* **Extract**
※ ※ ※
'˜We feel blessed for the time we had with her': Parents of little Lillia pay tribute after she loses her fight for life
The parents of a Sunderland girl who lost her courageous struggle against a series of health problems say they feel blessed for the time they had with her.
Four-year-old Lillia Merrington died in hospital after battling a series of infections.
The youngster, who lived with parents Simone Clark and Josh Merrington and little sister Talia, two, in Falkland Road, faced a number of complications throughout her short life.
After contracting meningitis in her early days, the youngster was diagnosed with cerebral palsy, severe brain damage, problems with her thyroid and epilepsy among other conditions. She also needed a wheelchair to get around.
She became very poorly in her final weeks and lost her life on Thursday, May 12 at Sunderland Royal Hospital.
But her parents, both 23, are remaining strong and say they feel blessed to have had her in their lives for four years.
Simone said: “She loved every minute of her life and she always kept our spirits up by laughing and smiling.
“We wouldn’t have done anything different. All we would have wanted to change would be to give her better health, but we’ve loved every second of her life and we just feel blessed for the time that we had with her.
“Now she’s at peace and as her sister says, she’s playing with the angels in heaven.”
Lillia, who was a pupil at Sunningdale School, had been battling a series of infections since January, including influenza and swine flu and had been given a number of invasive procedures by doctors who fought to save her life.
But when doctors felt it was time to stop their interventions and let Lillia pass on, her parents agreed and she passed away shortly afterwards.
※ ※ ※
Dataset items:
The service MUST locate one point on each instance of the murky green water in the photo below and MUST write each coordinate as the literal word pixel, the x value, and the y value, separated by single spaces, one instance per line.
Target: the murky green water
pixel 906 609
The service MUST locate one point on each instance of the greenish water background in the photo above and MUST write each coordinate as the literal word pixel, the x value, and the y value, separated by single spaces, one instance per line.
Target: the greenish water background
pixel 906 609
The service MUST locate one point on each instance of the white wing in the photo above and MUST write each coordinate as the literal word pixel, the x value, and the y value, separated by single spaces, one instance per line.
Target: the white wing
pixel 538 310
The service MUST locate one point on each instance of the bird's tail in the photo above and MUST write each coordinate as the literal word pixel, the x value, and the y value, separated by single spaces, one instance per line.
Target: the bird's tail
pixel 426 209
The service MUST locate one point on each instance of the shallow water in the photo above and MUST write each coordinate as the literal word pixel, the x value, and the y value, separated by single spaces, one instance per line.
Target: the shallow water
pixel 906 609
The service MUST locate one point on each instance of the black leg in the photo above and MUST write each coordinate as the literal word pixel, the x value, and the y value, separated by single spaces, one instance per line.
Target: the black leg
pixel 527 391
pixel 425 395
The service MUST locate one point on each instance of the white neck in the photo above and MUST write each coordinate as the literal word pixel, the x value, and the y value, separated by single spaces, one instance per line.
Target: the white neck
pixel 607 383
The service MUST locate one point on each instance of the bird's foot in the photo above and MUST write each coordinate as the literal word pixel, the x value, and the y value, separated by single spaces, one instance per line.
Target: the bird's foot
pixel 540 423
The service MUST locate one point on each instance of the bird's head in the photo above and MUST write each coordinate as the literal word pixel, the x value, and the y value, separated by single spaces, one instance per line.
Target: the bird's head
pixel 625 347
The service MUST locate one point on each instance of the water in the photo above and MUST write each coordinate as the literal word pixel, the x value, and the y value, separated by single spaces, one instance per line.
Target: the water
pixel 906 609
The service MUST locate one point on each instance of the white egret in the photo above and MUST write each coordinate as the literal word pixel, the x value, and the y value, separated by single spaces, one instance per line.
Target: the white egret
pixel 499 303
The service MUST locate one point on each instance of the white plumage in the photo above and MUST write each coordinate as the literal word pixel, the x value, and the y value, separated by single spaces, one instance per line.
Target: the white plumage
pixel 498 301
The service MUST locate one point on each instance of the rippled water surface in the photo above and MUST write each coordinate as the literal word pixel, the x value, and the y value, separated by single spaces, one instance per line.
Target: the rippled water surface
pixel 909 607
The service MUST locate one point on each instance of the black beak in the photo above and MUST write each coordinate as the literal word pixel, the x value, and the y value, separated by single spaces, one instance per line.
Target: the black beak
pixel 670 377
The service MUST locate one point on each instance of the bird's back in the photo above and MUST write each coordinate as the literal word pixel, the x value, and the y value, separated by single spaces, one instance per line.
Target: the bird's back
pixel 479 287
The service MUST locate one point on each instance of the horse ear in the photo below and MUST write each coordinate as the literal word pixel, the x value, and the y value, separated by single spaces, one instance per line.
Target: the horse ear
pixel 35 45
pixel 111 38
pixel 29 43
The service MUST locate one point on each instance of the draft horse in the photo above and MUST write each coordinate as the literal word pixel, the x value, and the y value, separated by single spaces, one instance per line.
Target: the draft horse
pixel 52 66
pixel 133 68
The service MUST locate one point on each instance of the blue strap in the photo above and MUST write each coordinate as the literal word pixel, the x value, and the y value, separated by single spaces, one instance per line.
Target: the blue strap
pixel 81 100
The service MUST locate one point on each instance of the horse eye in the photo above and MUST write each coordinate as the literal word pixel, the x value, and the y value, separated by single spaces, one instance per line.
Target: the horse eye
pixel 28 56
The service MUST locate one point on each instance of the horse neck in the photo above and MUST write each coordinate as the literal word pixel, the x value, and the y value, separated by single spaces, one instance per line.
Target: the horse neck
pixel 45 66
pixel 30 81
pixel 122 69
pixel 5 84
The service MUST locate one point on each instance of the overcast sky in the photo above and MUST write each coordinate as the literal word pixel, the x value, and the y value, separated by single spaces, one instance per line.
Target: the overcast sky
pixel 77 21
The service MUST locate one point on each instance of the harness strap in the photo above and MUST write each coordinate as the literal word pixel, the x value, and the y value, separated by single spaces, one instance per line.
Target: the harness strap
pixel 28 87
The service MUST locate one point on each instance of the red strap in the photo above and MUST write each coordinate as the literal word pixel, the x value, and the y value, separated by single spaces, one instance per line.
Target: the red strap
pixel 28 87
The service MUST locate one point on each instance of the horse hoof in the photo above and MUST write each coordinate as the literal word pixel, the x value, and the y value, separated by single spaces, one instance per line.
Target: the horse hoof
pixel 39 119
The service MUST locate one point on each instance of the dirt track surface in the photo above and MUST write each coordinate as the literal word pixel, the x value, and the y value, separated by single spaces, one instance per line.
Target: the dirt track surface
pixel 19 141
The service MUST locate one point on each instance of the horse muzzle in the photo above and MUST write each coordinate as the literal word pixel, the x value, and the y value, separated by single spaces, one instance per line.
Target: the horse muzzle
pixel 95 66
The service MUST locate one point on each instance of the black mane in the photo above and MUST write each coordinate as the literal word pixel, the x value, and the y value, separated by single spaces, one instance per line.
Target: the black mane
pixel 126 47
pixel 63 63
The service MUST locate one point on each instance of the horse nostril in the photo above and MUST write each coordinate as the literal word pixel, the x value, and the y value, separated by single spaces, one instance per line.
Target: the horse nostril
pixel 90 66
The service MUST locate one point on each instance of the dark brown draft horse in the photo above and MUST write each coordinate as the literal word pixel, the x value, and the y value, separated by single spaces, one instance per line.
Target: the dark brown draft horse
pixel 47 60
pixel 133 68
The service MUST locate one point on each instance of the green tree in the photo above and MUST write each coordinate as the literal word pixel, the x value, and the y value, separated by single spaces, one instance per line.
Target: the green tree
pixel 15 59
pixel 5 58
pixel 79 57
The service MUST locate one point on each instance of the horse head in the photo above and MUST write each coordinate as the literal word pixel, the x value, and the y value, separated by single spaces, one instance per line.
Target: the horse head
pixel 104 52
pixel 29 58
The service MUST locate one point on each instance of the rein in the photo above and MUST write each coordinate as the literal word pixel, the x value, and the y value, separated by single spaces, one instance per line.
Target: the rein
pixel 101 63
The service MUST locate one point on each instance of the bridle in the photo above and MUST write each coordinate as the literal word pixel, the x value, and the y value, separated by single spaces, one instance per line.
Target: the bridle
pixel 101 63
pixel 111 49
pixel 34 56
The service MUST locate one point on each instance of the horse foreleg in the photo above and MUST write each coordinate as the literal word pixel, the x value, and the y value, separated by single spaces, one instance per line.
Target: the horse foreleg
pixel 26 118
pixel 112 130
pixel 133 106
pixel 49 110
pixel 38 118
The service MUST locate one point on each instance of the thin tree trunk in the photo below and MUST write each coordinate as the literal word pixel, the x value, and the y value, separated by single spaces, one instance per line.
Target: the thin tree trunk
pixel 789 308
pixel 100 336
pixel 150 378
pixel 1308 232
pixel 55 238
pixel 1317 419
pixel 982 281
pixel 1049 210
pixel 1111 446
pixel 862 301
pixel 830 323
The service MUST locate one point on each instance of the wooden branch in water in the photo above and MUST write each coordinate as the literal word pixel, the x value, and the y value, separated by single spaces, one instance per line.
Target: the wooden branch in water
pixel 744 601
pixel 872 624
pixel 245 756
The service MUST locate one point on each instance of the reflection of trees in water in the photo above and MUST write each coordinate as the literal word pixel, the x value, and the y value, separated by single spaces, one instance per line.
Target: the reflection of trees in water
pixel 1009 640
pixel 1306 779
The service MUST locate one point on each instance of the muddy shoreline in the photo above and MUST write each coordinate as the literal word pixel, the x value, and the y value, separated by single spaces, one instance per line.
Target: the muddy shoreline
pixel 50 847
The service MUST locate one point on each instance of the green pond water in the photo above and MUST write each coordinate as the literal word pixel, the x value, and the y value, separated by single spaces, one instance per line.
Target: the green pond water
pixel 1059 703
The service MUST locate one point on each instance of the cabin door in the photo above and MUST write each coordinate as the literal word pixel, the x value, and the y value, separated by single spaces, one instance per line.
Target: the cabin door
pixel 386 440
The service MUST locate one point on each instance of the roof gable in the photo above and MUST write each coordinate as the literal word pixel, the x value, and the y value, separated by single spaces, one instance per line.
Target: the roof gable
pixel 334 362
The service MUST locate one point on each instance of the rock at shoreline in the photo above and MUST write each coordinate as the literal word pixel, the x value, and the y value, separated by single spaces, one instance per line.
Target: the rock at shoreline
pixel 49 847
※ ※ ※
* **Explore the material**
**a)** Translate this sentence from the article into Spanish: "Four-year-old Lillia Merrington died in hospital after battling a series of infections."
**b)** According to the article, at which hospital did Lillia die?
**c)** Repeat word for word the part of the article from "The youngster, who" to "laughing and smiling.".
The data have no connection to the article.

* **Written responses**
**a)** Lillia Merrington, de cuatro años, murió en el hospital tras luchar contra una serie de infecciones.

**b)** Sunderland Royal Hospital.

**c)**
The youngster, who lived with parents Simone Clark and Josh Merrington and little sister Talia, two, in Falkland Road, faced a number of complications throughout her short life.
After contracting meningitis in her early days, the youngster was diagnosed with cerebral palsy, severe brain damage, problems with her thyroid and epilepsy among other conditions. She also needed a wheelchair to get around.
She became very poorly in her final weeks and lost her life on Thursday, May 12 at Sunderland Royal Hospital.
But her parents, both 23, are remaining strong and say they feel blessed to have had her in their lives for four years.
Simone said: “She loved every minute of her life and she always kept our spirits up by laughing and smiling.